**Document excerpt:**
►

Error Correction in Audio Steganography

Error Correction in Audio Steganography

Ajisha P

Department of Electronics and Communication KMCT college of Engineering

Calicut, India

Shobin Mathew

Department of Applied Electronics and Instrumentation KMCT college of Engineering

Calicut, India

Abstract This paper presents an improved technique for hiding data in audio. The proposed method modifies the LSB of samples of the cover audio file to embed the secret message. To increase the security of the proposed scheme, using a key to adjust the hiding technique. To increase the robustness of this scheme, using hamming code as error correction code . The suggested scheme does not need the original signal for extracting the hidden bits. Under the context of using audio as the host message, this could mean that stego-audio file sounds looks almost like the original audio file. The secret message might be a text, an image, or any data that can be represented in the form of a stream of bits. Hiding data in audio use the weakness of the HAS to embed the hidden data in the regions of the audio signals at which human ears are unable to perceive the distortion caused by the data embedding process. The HAS is much more sensitive than the HVS, so the space of frequency domain or time domain in audio signals where data can be embedded imperceptibly is limited. Using a key as a seed to generate a binary string and the amplitude of the cover audio are adjusted based on this binary string. In data transmission lots of noises will be there, transmitting station must add extra data (called error correction bits ) to the transmission. Parity bits are adding in the data . If an odd number of bits is changed in transmission, the message will change parity and the error can be detected. In received message, using hamming matrix finds the error location and removing the errors.

Keywords Steganography, hamming code, random numbe, phase coding, perceptiveness;

1. INTRODUCTION

   Digital representation of media facilitates access and potentially improves the portability, efficiency , and accuracy of the information presented. The undesirable effects of facile data access include an increased opportunity for violation of copyright and tampering with or modification of content, which makes the information security becomes an important and urgent issue. The security of information often lies in the secrecy of its existence and/or the secrecy of how to decode it. Mainly there are two ways of concealing information: cryptography and steganography. Cryptographys main aspect is that the information is somehow scrambled by the sender using normally an encryption key also known only by the intended receiver who decrypts the message. The term steganography is the technique of embedding secret information in a communication channel in such a manner that the existence of the information is concealed [1]. A number of different cover objects (signals) can be used to carry hidden messages. Steganography techniques have been successfully applied on text files, images, audio and video files. Steganography in image exploits the weakness of the human visual system (HVS) while steganography in audio relies on the imperfection of the human auditory system

   (HAS). A steganography system , is expected to meet three key requirements, namely, the imperceptibility of embedding, correct recovery of embedded information, and large payload [2]. Some degradation in the perceptual quality of the stegosignal from that of the original host signal may be acceptable.

◄

**Stored records:**
►

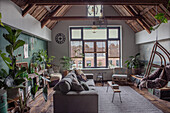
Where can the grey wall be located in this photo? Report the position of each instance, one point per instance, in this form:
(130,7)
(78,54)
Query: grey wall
(59,50)
(12,15)
(146,41)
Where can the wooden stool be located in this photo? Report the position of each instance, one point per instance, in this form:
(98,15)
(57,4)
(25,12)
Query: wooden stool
(116,91)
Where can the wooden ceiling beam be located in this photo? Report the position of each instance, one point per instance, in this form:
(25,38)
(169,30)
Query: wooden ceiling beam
(46,19)
(58,18)
(99,2)
(146,10)
(140,21)
(27,9)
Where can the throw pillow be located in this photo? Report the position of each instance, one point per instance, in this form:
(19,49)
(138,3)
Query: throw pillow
(82,77)
(78,72)
(76,86)
(85,86)
(56,68)
(50,71)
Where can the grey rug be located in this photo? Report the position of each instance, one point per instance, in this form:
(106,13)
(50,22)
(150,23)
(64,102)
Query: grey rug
(132,102)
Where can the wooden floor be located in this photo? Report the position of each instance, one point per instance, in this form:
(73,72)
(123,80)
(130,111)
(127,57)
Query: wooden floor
(40,106)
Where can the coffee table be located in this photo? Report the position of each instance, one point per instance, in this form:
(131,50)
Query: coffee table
(115,88)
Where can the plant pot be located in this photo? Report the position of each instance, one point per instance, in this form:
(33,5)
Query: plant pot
(12,93)
(136,71)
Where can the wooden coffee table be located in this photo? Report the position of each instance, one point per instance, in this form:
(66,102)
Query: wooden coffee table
(115,88)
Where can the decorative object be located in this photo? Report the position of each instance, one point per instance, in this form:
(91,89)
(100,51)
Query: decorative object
(60,38)
(25,50)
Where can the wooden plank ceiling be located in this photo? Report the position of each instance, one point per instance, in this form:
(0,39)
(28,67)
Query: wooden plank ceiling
(138,14)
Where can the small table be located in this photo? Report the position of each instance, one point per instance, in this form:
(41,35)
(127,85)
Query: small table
(115,88)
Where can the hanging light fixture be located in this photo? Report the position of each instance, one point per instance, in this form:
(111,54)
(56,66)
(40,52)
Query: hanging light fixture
(94,27)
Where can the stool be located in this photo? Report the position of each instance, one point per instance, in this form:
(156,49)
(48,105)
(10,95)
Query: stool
(116,91)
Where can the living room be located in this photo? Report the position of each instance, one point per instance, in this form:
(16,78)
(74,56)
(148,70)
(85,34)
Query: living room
(97,42)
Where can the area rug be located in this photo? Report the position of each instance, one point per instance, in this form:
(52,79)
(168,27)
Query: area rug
(132,102)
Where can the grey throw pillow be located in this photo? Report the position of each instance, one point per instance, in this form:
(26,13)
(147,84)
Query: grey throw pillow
(85,86)
(64,85)
(76,86)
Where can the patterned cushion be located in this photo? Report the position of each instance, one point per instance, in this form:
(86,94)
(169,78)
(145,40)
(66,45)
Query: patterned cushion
(120,70)
(56,68)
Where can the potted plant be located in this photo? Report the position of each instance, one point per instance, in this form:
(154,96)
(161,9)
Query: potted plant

◄

**Exercise tasks:**
- 1) Write out the passage of the audio steganography text that begins at the words "(HAS). A steganography" and stops after the words "may be acceptable.".
- 2) Decide whether each statement agrees with the audio steganography text, and give yes or no for each along with the text's deciding words quoted exactly. (a) The proposed scheme requires the original signal to extract the hidden bits. (b) The scheme uses hamming code for error correction. (c) The HAS is described as less sensitive than the HVS.
The rows play no part in this exercise.

**Expected answers:**
- 1)
(HAS). A steganography system , is expected to meet three key requirements, namely, the imperceptibility of embedding, correct recovery of embedded information, and large payload [2]. Some degradation in the perceptual quality of the stegosignal from that of the original host signal may be acceptable.

- 2)
(a) No: "The suggested scheme does not need the original signal for extracting the hidden bits."
(b) Yes: "using hamming code as error correction code"
(c) No: "The HAS is much more sensitive than the HVS"